#### Problem to work on
Repeat the records below exactly.

#### Supplied records
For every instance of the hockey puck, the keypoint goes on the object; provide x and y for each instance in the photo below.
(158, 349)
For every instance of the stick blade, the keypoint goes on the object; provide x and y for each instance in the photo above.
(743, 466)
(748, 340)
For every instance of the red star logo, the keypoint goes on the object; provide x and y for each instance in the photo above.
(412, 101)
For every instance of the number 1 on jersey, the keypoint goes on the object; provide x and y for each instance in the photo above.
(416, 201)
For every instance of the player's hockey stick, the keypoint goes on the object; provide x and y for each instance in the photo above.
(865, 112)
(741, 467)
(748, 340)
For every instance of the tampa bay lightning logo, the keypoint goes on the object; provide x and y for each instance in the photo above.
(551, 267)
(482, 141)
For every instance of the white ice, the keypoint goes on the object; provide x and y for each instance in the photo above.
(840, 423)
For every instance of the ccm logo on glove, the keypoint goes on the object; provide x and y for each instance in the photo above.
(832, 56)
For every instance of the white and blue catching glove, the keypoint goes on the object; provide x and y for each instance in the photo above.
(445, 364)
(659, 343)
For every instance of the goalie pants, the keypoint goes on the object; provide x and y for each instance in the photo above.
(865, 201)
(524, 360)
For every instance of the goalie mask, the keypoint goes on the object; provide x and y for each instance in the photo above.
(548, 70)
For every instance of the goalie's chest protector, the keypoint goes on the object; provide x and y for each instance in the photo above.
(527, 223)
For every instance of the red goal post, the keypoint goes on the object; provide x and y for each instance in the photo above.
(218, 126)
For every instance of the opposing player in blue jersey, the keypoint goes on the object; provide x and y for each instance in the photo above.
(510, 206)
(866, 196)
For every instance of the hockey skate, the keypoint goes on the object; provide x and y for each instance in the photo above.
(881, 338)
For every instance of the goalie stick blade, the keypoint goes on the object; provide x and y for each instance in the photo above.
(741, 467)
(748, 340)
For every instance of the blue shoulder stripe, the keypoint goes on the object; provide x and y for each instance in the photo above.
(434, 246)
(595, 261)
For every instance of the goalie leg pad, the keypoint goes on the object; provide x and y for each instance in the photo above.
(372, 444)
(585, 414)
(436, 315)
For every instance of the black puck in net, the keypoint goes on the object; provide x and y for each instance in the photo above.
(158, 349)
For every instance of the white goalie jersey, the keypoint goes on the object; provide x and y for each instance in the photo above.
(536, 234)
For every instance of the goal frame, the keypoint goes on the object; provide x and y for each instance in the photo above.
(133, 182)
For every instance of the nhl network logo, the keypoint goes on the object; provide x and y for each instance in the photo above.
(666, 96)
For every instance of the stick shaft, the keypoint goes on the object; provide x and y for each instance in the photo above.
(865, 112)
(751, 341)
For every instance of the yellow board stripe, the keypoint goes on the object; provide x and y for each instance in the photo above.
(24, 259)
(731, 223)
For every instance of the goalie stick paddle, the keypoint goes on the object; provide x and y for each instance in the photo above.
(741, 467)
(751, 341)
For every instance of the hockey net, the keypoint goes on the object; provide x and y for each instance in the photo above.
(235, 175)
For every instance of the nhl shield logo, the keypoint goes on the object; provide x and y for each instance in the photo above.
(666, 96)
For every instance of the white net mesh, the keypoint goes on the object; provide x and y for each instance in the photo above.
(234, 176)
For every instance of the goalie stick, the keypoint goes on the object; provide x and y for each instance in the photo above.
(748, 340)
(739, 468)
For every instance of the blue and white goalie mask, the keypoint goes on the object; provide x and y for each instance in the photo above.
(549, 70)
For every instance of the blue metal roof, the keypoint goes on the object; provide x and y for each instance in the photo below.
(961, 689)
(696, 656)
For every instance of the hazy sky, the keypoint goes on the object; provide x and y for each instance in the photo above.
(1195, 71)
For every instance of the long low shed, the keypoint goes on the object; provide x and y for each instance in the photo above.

#### Task response
For every instance of the hockey puck, the keypoint goes on the object; provide x and y for each instance in the photo below.
(158, 349)
For every instance of the stick blade, the keypoint goes on the object; provide x and y for each instance in the photo above.
(743, 466)
(748, 340)
For every instance of the red star logo, the keypoint goes on the object; provide x and y for each instance in the photo above.
(412, 101)
For every instance of the number 1 on jersey, the keypoint goes on the object; provide x and y for each instance in the photo above.
(416, 201)
For every instance of the player's hockey stick, the keypoint goes on the object; provide x and y for each instance in the photo above.
(865, 112)
(741, 467)
(748, 340)
For every instance of the tampa bay lightning logo, the keypoint goes on the object; provide x and y for each instance in the photo above.
(551, 267)
(482, 141)
For every instance of the white ice, the keypoint goes on the object; provide x and y for each instance in the photo above.
(840, 423)
For every instance of the ccm logo on glove, the keypoint goes on the object; provide x and y for each instance in the photo above.
(832, 56)
For every instance of the white and blue catching glove, the keypoint goes on the object; provide x and y for each instance in the photo above.
(445, 364)
(659, 343)
For every instance of the goalie pants, the keypoint goes on the object; provide x and y for each instance in the photo above.
(865, 201)
(524, 360)
For every instance of the goalie mask, the keypoint goes on the object; provide x and y for each instance in the photo above.
(548, 70)
For every instance of the goalie's chest protector, the keypoint goes on the object; provide x and y for each instance in the photo above.
(527, 223)
For every instance of the red goal post, the keypoint goes on the object; provide x and y for each instance in the photo above.
(218, 126)
For every instance of the opposing player in blue jersey, the keypoint goes on the object; provide x and y for each instance in the photo above.
(510, 206)
(866, 196)
For every instance of the hockey skate, the keypoint goes on the object; provide x and y for each instance in the photo above.
(881, 338)
For every instance of the goalie stick blade, the keypoint goes on the object; provide x and y for each instance in the photo above.
(741, 467)
(748, 340)
For every instance of the blue shoulder stripe, the keypoint goes on the object; provide x and y for each instance in the photo above.
(434, 246)
(595, 261)
For every instance of the goalie leg pad, the keypoint goes on the object; provide x and y for each instance in the photo above.
(372, 444)
(585, 414)
(436, 315)
For every instance of the black puck in net, the keypoint goes on the object; provide x and y for each instance in the photo above.
(158, 349)
For every instance of the white goalie jersey, the keypoint goes on the object; provide x and y for each instance in the photo above.
(536, 234)
For every instance of the goal frame, the keypoint goes on the object; provide x and y for each instance in the photo above.
(133, 182)
For every instance of the nhl network logo, the keypoint goes on the object; provide x and y for each instance in the photo above.
(666, 96)
For every instance of the stick shaft, the keypoint goes on the object; provide x and y for each instance in the photo above.
(865, 112)
(751, 341)
For every instance of the yellow board stripe, the keypoint goes on the object; provide x and y for each instance in the photo above.
(24, 259)
(731, 223)
For every instance of the goalie stick paddle, the keypoint goes on the object; provide x and y for each instance in the photo above.
(741, 467)
(751, 341)
For every instance of the hockey net, the keypoint goes on the object; provide x and y for each instance in the photo above.
(235, 175)
For every instance of the nhl shield logo, the keypoint goes on the object; provide x and y for each instance in the photo above.
(666, 96)
For every instance of the white net mesh, the keypoint goes on the object; provide x and y for each instance in the photo above.
(234, 176)
For every instance of the goalie stick, the keypoint goes on the object; provide x and y for each instance in the photo above.
(748, 340)
(739, 468)
For every instance of the blue and white goalie mask, the keypoint goes on the object; provide x and y for each instance in the photo above.
(549, 70)
For every instance of the blue metal roof, the keypoint goes on the object; provide x and y for each instance in the photo below.
(961, 689)
(696, 656)
For every instance of the hazy sky, the keypoint goes on the object; provide x and y for each instance in the photo above.
(1195, 71)
For every instance of the long low shed, the keypoint goes on the object; provide x and y for each instance in the photo above.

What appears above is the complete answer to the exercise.